Convert the lines below into a JSON list of strings, one string per line, with blank lines omitted. Leave the pictures out of the output.

__LISTED ENTRIES__.
━━━━━━

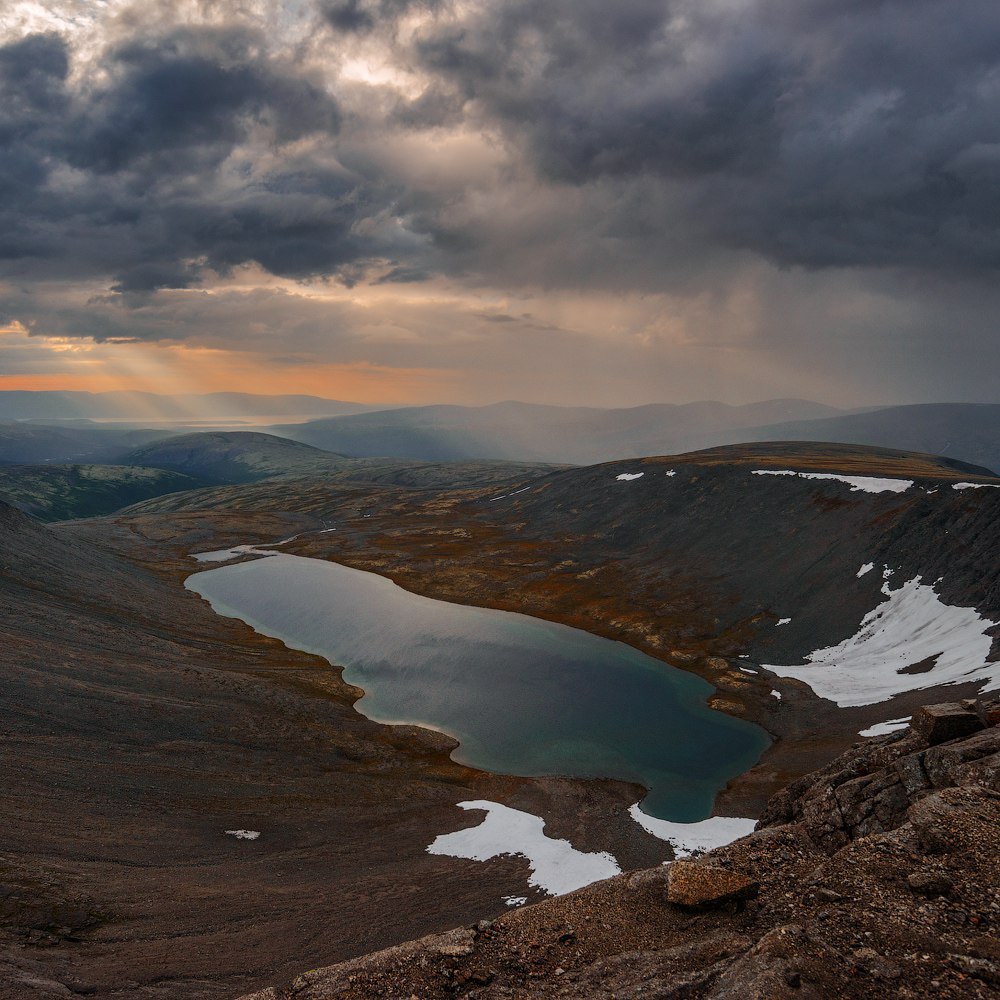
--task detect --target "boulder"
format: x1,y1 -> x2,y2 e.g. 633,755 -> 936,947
910,701 -> 983,746
667,861 -> 760,909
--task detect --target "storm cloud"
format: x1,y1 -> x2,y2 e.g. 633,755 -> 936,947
0,0 -> 1000,404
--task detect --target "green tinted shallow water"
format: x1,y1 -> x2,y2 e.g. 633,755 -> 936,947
186,554 -> 770,822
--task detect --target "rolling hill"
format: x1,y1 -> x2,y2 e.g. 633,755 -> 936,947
733,403 -> 1000,470
270,400 -> 843,464
122,431 -> 356,483
0,465 -> 205,521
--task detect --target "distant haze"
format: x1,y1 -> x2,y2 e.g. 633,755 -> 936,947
0,0 -> 1000,406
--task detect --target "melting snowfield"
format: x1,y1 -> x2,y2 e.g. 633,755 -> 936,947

━━━━━━

__SOLUTION TO THIS TASK__.
[
  "--task detect --target \"boulder\"",
  "format: x1,y1 -> x2,y2 e.g. 633,755 -> 936,947",
  "910,701 -> 983,746",
  "667,861 -> 760,909",
  "--task detect --target \"storm cloud\"",
  "format: x1,y1 -> x2,y2 e.g. 633,755 -> 936,947",
  "0,0 -> 1000,404",
  "--task detect --target \"green tinted shallow water\"",
  "format: x1,y1 -> x2,y2 e.g. 633,755 -> 936,947",
  "186,554 -> 770,822",
  "--task detect --target \"rolling hill\"",
  "format: x1,y1 -> x2,y2 e.g. 633,755 -> 936,947",
  "733,403 -> 1000,470",
  "270,400 -> 843,464",
  "122,431 -> 356,483",
  "0,465 -> 205,521",
  "--task detect --target \"distant haze\"",
  "format: x1,y1 -> x2,y2 e.g. 633,755 -> 936,947",
  "0,0 -> 1000,406",
  "--task detect --target \"melting snowfield\"",
  "format: x1,y1 -> x2,y2 e.g. 633,755 -> 936,947"
]